### [Extracto de página]

Miras las aulas de adolescentes y van todos con los aspectos uniformados. Quizá pensaréis que es normal, que es el momento del grupo y eso les reconforta, ese reconocimiento. Ellas: pantalón muy corto, top muy corto, pelo muy largo y raya en medio. Ellos: bermudas caídas y camiseta ajustada. Y hay un rasgo que me tiene cautivada, de ellos: visten mucho de negro. Han desterrado los colores como quien busca empujar lejos de sí mismo la infancia que creen que ya no habitan. Fijaos bien.

Han desterrado los colores como quien busca empujar lejos de sí mismo la infancia que creen que ya no habitan

También son la generación del primerísimo primer plano. Del iluminador en los pómulos y la sonrisa de foto. Existe lo que se llama dismorfia de selfie o de Snapchat, que es básicamente la obsesión por conseguir, a través de tratamientos estéticos, lo que el filtro del móvil hace con nuestro rostro. Si se lo explicara a mi abuela no entendería nada. Hemos visto cómo la medicina estética se ha democratizado. A principios de los 90, las bocas y los pechos de silicona eran algo solo al alcance de las vigilantes de la playa o de alguna presentadora que salía en el Lecturas. Ahora, los reels de Instagram enseñan cómo el novio le da un caldito a la boca a la chica que protagoniza el vídeo: “Acompáñame en mi operación de aumento de pecho”. Los concursantes de La isla de las tentaciones patrocinan clínicas y las clínicas llenan sus posts del antes y el después. Y últimamente, quizá también lo habéis visto, se ha puesto de moda hablar de sus complejos antes de esos retoques. Como si reconocer que no podían soportar tener el labio superior un poco más fino que el inferior los hiciera mejores personas. Que quizá sí. Todo el mundo lo hace y es económicamente accesible hacerlo. ¿Por qué no hacerlo, entonces? Ahí está el triunfo y la perversidad. Una necesidad. Una posibilidad. Una moda. La moda de los labios carnosos, de las narices rectas, de los dientes separados. La de las cejas finas, a principios de los 2000. Y nos las arrancamos con pinzas y cera caliente pensando que el mundo no podría cambiar tanto como para volver a desearlas. Antes de acabar la primera década del siglo XXI, con Cara Delevingne, se pusieron de moda las cejas infinitas.

Tatúeme las líneas de expresión

No es un dato nuevo que la edad de las primeras intervenciones de medicina estética ha bajado peligrosamente. Y decidme si no habéis mirado fotos de jóvenes y os habéis visto tan guapos y habéis pensado: ¿cómo podía gustarme tan poco? De la misma forma, decidme si no os habéis visto mejor, francamente mucho mejor, detrás de ese filtro que te alisa la piel y te armoniza las facciones. La versión óptima de nuestra carita. Por eso el skincare obsesiona a niñas que quizá aún no han visto cómo sus mejillas se llenan de granitos y puntos negros. No existían los filtros, pero de adolescente a veces me iba a dormir pensando que si me salía un grano más en la cara, al día siguiente no iría a clase.

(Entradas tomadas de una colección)
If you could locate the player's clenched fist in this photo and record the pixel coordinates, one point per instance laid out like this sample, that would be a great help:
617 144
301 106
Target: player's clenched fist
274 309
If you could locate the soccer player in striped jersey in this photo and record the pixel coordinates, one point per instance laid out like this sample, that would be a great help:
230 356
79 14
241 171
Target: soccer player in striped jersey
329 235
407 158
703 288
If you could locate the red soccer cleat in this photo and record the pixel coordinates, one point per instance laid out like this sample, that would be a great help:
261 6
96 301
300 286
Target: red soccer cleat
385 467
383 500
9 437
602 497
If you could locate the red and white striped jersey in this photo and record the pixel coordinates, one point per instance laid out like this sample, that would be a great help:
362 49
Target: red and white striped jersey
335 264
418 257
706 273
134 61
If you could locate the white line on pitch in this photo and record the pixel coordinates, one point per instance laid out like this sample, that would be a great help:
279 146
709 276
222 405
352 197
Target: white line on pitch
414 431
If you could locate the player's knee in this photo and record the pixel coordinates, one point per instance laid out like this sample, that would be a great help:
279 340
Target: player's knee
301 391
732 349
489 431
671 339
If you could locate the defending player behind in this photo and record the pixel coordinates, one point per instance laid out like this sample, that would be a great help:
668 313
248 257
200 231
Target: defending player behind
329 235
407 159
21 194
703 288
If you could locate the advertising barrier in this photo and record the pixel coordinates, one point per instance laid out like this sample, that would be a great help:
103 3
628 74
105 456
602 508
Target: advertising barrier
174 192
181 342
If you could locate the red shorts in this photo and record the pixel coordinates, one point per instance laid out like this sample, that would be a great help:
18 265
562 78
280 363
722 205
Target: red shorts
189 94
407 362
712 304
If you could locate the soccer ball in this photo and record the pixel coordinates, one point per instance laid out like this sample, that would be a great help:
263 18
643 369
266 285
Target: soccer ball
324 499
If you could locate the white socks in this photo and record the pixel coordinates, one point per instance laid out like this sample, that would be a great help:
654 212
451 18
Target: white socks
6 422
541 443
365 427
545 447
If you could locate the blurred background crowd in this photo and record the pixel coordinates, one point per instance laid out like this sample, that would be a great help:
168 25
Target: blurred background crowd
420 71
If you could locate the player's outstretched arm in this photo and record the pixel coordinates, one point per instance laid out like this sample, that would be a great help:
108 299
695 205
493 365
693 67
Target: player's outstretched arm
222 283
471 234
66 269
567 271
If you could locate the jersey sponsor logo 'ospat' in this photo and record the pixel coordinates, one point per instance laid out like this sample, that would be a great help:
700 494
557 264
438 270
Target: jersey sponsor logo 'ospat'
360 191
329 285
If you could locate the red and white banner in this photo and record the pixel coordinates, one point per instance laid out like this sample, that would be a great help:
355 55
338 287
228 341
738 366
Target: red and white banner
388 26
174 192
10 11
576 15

...

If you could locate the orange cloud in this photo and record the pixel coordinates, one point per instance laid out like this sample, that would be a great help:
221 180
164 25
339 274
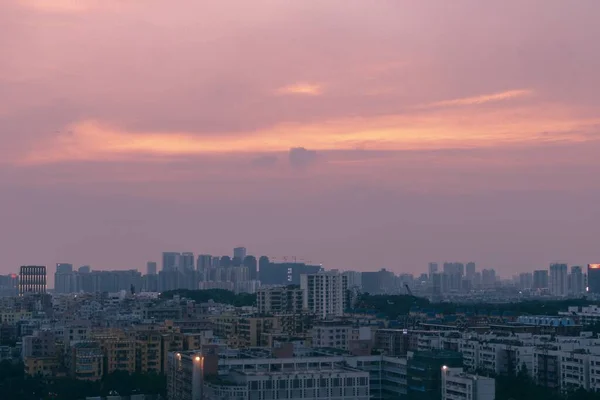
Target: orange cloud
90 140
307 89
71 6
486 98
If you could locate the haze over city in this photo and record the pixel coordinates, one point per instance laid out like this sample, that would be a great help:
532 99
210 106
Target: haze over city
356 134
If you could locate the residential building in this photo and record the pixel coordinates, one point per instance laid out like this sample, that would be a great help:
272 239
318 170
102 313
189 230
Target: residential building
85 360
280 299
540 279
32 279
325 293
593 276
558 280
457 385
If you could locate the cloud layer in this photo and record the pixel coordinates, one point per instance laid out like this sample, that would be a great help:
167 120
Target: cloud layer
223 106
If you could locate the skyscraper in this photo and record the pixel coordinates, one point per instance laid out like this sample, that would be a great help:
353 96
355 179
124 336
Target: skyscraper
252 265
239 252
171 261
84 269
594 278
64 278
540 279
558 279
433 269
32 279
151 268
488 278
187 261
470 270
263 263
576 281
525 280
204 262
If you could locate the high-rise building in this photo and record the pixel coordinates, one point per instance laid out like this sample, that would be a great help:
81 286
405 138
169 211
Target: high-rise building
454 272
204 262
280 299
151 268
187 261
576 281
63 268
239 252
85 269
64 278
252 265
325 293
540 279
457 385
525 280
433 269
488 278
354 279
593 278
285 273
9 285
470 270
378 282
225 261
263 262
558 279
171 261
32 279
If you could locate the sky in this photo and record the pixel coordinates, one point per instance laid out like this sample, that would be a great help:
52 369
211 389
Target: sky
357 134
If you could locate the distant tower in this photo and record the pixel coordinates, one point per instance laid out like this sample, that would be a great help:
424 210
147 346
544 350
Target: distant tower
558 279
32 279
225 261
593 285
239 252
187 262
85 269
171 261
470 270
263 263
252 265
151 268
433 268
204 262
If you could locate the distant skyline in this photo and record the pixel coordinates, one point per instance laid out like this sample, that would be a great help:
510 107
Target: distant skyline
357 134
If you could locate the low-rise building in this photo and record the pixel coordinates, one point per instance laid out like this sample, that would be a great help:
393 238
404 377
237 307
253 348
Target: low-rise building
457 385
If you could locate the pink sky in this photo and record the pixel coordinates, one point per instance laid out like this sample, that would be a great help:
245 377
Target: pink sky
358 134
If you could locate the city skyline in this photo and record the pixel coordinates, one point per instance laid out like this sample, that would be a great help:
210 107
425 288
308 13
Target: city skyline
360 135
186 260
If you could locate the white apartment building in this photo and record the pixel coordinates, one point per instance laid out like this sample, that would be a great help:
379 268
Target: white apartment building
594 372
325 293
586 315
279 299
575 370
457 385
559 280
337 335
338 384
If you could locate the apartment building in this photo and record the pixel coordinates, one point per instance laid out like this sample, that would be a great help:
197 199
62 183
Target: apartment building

### [Objetivo del ejercicio]
Resuma en dos oraciones el extracto sobre la apariencia de los adolescentes.

### [Ejercicio resuelto]
En las aulas los adolescentes van uniformados, y los chicos han desterrado los colores y visten mucho de negro. Son además la generación del primerísimo primer plano, marcada por la dismorfia de selfie y por una medicina estética democratizada que se exhibe en redes sociales, mientras la edad de las primeras intervenciones ha bajado peligrosamente.